» **Entries shown**:

>> Begin

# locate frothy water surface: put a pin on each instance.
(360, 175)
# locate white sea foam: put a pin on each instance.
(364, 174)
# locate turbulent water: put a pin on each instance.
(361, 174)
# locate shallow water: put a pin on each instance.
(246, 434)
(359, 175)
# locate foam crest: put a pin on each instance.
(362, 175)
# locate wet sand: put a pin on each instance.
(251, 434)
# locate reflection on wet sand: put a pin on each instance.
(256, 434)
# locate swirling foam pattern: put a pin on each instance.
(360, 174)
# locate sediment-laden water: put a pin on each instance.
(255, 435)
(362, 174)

>> End
>> Begin

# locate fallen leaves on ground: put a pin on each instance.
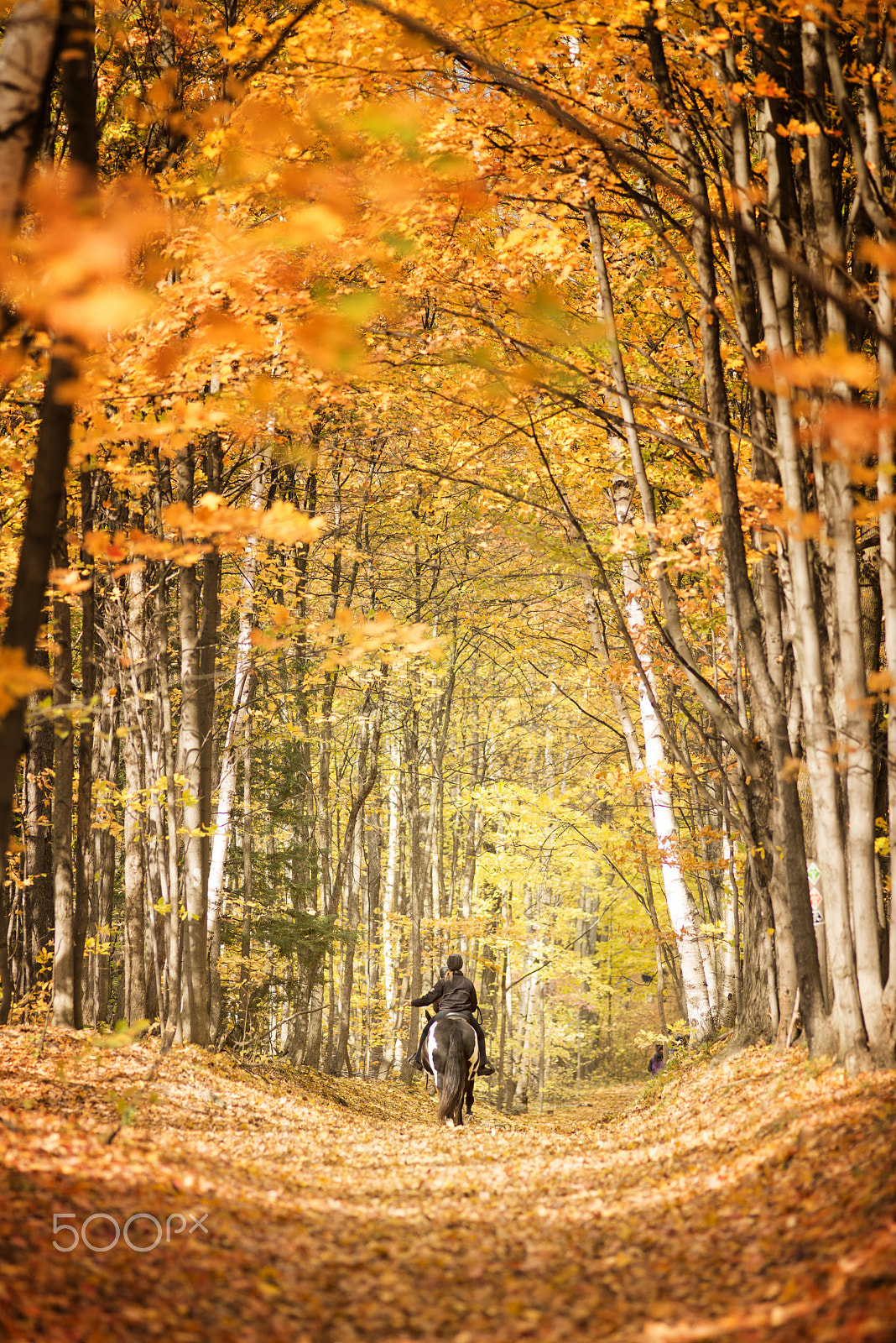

>> End

» **Your instructions**:
Extract from the records every line that contains the string "sand", copying each such line in full.

» **Correct output**:
# locate wet sand: put a pin on each instance.
# locate reflection on wet sand: put a pin on each instance.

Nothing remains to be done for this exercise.